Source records
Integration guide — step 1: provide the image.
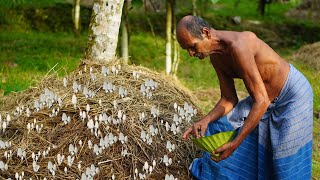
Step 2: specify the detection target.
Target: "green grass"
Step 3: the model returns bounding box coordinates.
[0,0,66,8]
[0,31,86,94]
[0,0,320,178]
[207,0,301,23]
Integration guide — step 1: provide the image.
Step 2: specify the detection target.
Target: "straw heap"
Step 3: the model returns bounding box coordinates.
[0,60,200,179]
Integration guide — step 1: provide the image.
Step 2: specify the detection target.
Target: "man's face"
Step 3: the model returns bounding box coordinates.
[177,28,210,59]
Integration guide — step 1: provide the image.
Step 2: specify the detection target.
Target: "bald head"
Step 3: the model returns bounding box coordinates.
[177,15,210,39]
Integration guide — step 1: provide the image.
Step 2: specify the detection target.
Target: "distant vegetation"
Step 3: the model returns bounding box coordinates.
[0,0,320,177]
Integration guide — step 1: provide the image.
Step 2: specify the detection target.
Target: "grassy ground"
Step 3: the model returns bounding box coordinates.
[0,0,320,179]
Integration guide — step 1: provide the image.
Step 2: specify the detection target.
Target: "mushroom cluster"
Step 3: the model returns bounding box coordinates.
[0,60,200,180]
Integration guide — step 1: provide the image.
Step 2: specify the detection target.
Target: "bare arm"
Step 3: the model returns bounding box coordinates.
[232,45,271,143]
[203,62,238,123]
[213,40,271,161]
[183,62,238,140]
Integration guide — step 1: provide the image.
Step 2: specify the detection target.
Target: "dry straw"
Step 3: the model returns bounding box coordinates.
[0,60,201,179]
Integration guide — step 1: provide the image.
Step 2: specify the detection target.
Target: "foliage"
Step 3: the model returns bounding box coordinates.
[0,0,320,177]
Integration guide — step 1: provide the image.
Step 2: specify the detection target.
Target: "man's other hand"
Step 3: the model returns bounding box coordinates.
[182,119,210,140]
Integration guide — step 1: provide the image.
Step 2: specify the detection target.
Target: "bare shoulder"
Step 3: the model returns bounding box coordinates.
[231,31,259,52]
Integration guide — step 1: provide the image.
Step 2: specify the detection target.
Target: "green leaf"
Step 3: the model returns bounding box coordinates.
[131,0,143,8]
[192,131,236,154]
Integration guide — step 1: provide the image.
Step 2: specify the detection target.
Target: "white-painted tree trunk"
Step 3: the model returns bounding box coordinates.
[166,0,172,74]
[121,0,129,64]
[192,0,197,16]
[86,0,124,61]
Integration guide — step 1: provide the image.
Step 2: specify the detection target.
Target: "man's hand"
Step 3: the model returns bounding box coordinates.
[211,141,241,162]
[182,119,210,140]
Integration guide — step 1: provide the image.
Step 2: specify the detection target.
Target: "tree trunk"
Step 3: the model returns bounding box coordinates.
[172,1,180,76]
[74,0,80,35]
[259,0,266,16]
[86,0,124,61]
[166,0,172,74]
[121,0,129,64]
[192,0,197,16]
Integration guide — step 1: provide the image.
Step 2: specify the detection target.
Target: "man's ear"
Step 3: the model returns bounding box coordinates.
[202,27,211,39]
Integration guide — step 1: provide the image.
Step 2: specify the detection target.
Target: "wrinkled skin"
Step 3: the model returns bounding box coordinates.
[177,16,290,162]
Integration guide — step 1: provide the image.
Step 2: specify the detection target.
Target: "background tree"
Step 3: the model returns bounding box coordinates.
[121,0,129,63]
[166,0,172,74]
[72,0,80,36]
[86,0,124,61]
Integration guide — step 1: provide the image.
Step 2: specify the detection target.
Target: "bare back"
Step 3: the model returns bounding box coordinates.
[210,31,290,101]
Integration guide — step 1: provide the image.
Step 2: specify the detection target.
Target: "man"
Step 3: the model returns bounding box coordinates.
[177,16,313,179]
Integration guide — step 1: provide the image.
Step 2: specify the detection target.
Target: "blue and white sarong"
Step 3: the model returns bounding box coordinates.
[190,64,313,180]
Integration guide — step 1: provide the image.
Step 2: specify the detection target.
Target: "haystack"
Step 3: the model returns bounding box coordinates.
[293,42,320,71]
[0,60,201,179]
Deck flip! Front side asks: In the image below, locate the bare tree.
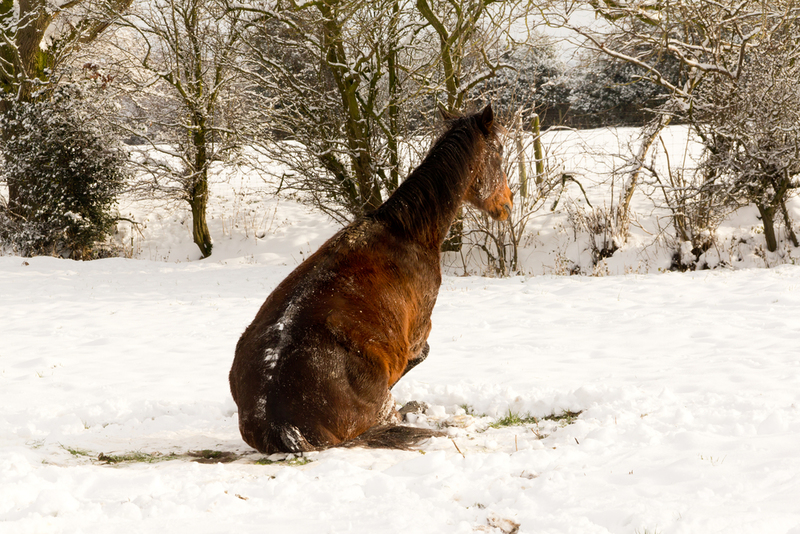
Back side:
[567,0,800,251]
[0,0,133,212]
[104,0,241,257]
[237,0,548,224]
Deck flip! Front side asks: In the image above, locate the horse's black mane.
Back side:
[368,113,485,247]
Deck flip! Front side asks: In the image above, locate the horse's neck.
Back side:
[376,143,470,250]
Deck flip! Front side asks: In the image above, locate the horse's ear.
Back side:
[478,104,494,135]
[439,103,458,121]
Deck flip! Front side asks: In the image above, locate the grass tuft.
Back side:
[256,456,314,467]
[97,451,178,464]
[489,410,583,428]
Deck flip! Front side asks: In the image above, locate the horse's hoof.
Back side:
[398,401,428,420]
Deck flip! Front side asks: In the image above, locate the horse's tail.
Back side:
[338,425,445,450]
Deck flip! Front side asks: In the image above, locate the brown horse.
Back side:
[230,106,512,453]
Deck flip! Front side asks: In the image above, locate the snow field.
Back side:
[0,128,800,534]
[0,257,800,533]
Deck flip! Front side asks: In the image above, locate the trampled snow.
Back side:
[0,129,800,534]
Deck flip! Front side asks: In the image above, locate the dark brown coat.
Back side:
[230,107,512,453]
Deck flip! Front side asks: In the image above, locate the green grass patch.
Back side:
[489,410,583,428]
[97,451,179,465]
[256,456,314,467]
[59,444,93,456]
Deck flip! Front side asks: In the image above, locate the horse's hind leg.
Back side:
[392,341,431,387]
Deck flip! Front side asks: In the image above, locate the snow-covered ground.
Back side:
[0,127,800,534]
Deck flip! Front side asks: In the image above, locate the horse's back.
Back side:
[230,219,438,452]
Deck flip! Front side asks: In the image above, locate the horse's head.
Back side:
[465,104,514,221]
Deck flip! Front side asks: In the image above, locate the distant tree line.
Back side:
[0,0,800,268]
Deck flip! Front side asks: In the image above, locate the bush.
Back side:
[0,85,126,259]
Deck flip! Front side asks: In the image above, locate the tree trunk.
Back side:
[189,114,213,258]
[317,3,382,216]
[781,200,800,247]
[189,172,213,258]
[617,115,672,242]
[756,204,778,252]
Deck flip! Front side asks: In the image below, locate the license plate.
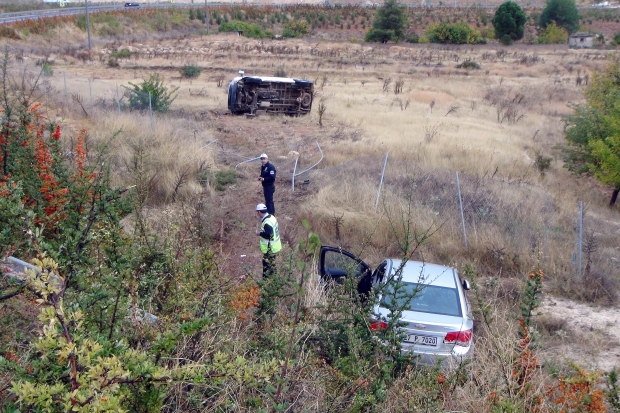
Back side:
[405,334,437,347]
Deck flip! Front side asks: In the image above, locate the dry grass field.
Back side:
[1,7,620,411]
[6,30,620,366]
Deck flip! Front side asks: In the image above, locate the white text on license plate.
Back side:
[407,334,437,346]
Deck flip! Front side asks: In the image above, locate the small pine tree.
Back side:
[492,1,527,44]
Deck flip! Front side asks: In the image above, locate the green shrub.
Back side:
[217,20,265,39]
[282,20,310,37]
[366,24,396,43]
[407,33,420,43]
[111,49,131,59]
[123,74,179,113]
[215,169,237,191]
[179,64,202,79]
[536,22,568,44]
[366,0,409,43]
[426,22,480,44]
[480,26,495,39]
[499,34,513,46]
[456,59,480,69]
[41,63,54,77]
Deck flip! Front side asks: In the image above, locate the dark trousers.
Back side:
[263,250,276,278]
[263,185,276,215]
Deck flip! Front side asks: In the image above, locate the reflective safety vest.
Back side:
[260,214,282,254]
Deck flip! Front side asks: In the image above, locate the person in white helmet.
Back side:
[258,153,276,215]
[256,204,282,278]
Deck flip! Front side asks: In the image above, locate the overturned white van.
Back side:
[228,72,314,115]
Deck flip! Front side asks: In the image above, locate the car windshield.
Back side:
[381,282,463,317]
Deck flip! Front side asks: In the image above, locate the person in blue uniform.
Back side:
[256,204,282,278]
[258,153,276,215]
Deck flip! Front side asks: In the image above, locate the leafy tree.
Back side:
[492,1,527,40]
[123,74,179,113]
[540,0,579,33]
[536,22,568,44]
[364,0,409,43]
[563,62,620,205]
[426,22,480,44]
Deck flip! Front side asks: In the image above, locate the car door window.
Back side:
[324,251,365,278]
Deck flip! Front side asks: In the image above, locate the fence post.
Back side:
[291,156,299,192]
[577,201,583,276]
[456,172,469,248]
[149,92,153,129]
[375,152,389,209]
[88,77,93,109]
[116,85,121,115]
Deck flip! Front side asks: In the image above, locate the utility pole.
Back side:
[84,0,91,51]
[205,0,209,34]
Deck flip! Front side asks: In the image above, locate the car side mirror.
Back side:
[463,280,471,291]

_Objective_: Repeat the records above word for word, from the line containing "car door window." through the end of the records.

_Output for this exercise_:
Deck flip! Front side asks: In the image above, locate the car door window.
Back side:
[324,251,365,278]
Deck flip! Front side asks: In the image above, locate the fence post.
Back side:
[291,156,299,192]
[577,201,583,276]
[456,172,469,248]
[149,92,153,129]
[375,152,389,209]
[88,77,93,109]
[116,85,121,115]
Deck flip! Front side asks: In the image above, locate the utility pole.
Back side:
[84,0,91,51]
[205,0,209,34]
Deck flip! Front side asks: In the image above, locate the car side mirror.
Back side:
[463,280,471,291]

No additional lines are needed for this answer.